Le père de la bombe atomique au Pakistan, Abdul Qadeer Khan, 82 ans, est un héros national pour ses admirateurs, mais un dangereux artisan de la prolifération nucléaire pour ses détracteurs.
A.Q. Khan gagne son statut de héros national en mai 1998 lorsque la République islamique du Pakistan devient officiellement une puissance atomique militaire, grâce à des essais conduits quelques jours après ceux de l’Inde, l’éternelle rivale.
Mais par la suite il se retrouve au cœur d’une polémique lorsqu’il sevoit accusé de diffuser illégalement des technologies vers l’Iran, la Corée du Nord et la Libye. Il est placé de facto en résidence surveillée dans la capitale Islamabad à partir de 2004.
Atteint d’un cancer de la prostate en 2006, il se remet grâce à une opération. Un tribunal prononce en 2009 la fin de son placement en résidence surveillée mais il reste soumis à une protection ultra-rapprochée et contraint d’informer à l’avance les autorités de chacun de ses mouvements.
En 2012, il décide de tenter sa chance en politique, créant un parti nommé le Tehreek-e-Tahafuz Pakistan (Mouvement pour sauver le Pakistan) dans la perspective des élections législatives de 2013, mais échoue à faire élire le moindre candidat, ce qui le conduit à dissoudre la formation peu après.

........

**Liste des tâches**:
1 > Répondez à ces questions d'après le texte sur Abdul Qadeer Khan :
(a) En quel mois et quelle année le Pakistan devient-il officiellement une puissance atomique militaire ?
(b) Dans quelle ville Khan est-il placé en résidence surveillée à partir de 2004 ?
(c) Quel nom porte le parti qu'il crée en 2012 ?
2 > Poursuivez le texte sur Abdul Qadeer Khan à partir de sa dernière phrase.
Les items qui suivent forment un matériau distinct du texte sur Abdul Qadeer Khan.

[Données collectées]
........

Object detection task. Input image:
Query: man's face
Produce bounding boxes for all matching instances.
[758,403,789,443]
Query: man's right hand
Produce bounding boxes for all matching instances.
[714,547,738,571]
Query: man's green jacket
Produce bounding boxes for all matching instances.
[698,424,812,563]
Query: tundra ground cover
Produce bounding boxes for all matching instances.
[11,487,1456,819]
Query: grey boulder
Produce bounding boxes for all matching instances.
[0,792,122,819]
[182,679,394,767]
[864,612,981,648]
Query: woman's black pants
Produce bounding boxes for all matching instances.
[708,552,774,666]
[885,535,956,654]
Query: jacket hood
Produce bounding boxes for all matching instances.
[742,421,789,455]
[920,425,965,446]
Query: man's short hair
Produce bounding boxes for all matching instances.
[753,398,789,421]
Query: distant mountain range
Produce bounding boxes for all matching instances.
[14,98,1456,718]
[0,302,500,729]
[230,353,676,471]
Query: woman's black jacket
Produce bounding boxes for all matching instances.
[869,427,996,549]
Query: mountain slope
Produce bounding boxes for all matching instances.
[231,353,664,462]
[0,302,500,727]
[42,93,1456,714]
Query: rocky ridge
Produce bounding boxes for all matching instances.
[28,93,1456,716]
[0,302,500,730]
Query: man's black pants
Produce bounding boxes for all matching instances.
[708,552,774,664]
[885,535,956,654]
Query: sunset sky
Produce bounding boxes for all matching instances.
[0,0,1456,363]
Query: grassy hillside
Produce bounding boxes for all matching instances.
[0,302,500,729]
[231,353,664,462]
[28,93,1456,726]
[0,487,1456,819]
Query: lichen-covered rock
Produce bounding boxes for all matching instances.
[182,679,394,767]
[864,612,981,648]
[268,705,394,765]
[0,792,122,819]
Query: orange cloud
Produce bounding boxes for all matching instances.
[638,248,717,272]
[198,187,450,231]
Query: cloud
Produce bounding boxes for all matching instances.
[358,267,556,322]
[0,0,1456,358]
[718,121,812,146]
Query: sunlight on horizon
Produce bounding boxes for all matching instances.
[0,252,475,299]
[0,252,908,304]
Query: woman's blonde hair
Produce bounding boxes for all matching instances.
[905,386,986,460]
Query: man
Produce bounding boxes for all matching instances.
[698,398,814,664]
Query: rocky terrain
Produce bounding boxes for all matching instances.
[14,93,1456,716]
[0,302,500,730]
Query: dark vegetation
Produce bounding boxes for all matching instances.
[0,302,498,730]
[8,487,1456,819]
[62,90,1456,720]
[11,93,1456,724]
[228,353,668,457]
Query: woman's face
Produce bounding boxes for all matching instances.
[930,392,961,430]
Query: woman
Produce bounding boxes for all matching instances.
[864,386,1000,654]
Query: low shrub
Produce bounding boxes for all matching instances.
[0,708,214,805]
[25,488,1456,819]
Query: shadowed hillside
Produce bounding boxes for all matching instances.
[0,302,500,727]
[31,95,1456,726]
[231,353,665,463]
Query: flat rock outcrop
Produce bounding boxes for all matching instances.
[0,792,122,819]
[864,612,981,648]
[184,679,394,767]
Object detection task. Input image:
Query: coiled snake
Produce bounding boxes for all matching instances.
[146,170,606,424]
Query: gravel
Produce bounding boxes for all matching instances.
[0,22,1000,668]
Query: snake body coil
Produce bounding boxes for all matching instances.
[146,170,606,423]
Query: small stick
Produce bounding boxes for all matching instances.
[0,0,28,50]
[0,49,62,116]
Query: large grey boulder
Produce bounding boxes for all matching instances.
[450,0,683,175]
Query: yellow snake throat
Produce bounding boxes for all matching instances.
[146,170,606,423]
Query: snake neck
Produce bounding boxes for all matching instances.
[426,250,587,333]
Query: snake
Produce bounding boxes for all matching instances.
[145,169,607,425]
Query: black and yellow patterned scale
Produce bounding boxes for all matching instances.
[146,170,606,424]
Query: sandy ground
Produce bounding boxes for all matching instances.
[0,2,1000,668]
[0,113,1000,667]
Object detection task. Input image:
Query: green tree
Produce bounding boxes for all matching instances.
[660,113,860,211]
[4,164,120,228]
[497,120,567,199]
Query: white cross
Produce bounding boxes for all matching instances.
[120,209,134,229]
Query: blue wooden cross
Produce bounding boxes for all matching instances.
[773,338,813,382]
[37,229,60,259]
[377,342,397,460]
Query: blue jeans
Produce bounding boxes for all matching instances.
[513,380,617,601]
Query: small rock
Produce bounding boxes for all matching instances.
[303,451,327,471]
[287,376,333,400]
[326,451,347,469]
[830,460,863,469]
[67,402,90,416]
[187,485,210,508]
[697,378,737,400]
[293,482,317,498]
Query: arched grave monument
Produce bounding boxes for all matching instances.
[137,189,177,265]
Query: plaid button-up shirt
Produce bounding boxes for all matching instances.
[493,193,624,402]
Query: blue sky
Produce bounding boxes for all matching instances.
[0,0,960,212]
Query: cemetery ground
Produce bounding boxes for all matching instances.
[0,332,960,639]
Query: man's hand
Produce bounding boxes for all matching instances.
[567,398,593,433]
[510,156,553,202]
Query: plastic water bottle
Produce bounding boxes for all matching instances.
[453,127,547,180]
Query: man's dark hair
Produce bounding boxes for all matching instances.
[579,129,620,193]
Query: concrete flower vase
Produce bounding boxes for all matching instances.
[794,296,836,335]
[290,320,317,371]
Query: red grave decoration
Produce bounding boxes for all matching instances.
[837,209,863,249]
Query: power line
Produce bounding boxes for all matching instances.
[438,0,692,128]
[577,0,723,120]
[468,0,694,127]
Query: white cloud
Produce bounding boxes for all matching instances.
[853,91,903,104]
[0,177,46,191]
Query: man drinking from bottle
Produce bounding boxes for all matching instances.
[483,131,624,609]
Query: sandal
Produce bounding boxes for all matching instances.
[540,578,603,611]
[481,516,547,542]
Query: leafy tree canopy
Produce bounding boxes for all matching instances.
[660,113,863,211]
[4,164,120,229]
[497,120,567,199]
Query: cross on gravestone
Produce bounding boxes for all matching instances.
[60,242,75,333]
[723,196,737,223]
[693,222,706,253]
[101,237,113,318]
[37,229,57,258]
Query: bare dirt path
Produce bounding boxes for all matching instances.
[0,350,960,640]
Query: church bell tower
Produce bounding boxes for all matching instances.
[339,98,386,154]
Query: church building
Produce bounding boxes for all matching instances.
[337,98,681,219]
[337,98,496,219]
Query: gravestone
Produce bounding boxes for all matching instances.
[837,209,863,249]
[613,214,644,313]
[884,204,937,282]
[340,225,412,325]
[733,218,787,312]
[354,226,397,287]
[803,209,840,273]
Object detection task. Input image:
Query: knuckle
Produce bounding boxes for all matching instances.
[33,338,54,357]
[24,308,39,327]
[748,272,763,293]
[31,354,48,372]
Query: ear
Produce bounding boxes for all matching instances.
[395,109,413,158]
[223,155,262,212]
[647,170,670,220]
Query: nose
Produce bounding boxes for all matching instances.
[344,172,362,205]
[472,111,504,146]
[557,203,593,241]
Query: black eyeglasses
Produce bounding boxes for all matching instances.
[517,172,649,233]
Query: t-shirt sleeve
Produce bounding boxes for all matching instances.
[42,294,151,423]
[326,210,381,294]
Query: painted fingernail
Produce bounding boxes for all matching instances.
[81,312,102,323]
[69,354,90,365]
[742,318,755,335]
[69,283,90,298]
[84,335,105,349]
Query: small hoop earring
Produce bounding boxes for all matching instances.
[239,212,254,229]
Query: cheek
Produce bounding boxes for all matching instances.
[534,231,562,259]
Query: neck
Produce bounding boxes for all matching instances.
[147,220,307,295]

........

**Réponses par tâche**:
1 >
(a) En mai 1998.
(b) À Islamabad, la capitale.
(c) Le Tehreek-e-Tahafuz Pakistan (Mouvement pour sauver le Pakistan).

2 >
« Forcé » à la dissuasion
Le Dr Khan est né le 1er avril 1936 dans la ville indienne de Bhopal, avant la partition sanglante de l’Empire britannique des Indes qui donnera naissance les 14 et 15 août 1947 au Pakistan et à l’Inde.
Le jeune homme émigre à Karachi (sud du Pakistan) où il décroche un diplôme scientifique avant de poursuivre des études de métallurgie en Allemagne, puis une formation scientifique en Belgique et aux Pays-Bas.
Dans les années 1970, il est embauché dans un laboratoire chargé de mettre au point des centrifugeuses utilisées par l’industrie nucléaire pour le compte du consortium anglo-germano-néerlandais Urenco.
Rentré au Pakistan en 1976, il est propulsé à la tête de son programme nucléaire civil par le Premier ministre Zulfikar Ali Bhutto, notamment grâce à des documents provenant d’Urenco. La justice néerlandaise le condamne en 1983 pour les avoir volés, mais sa peine est annulée en appel.
Dès 1978, le Pakistan est en mesure de produire de l’uranium enrichi et en 1984 l’explosion nucléaire est possible, assurait M. Khan en 1998, ajoutant qu’Islamabad « n’a jamais voulu faire l’arme atomique, il y a été forcé » pour les besoins de la dissuasion face à l’Inde.
En 1981, le principal établissement de recherche atomique pakistanais, près d’Islamabad, est rebaptisé « Laboratoire de recherches Khan »(KRL) en son honneur.
Mais l’étoile de Khan commence à pâlir en mars 2001: sous la pression des Etats-Unis, le général Pervez Musharraf –au pouvoir depuis son coup d’Etat d’octobre 1999– l’écarte de la direction du KRL.
Les autorités pakistanaises ouvrent des enquêtes en décembre 2003 sur une dizaine de scientifiques et responsables du programme nucléaire pour faire la lumière sur d’éventuelles activités de prolifération vers l’étranger.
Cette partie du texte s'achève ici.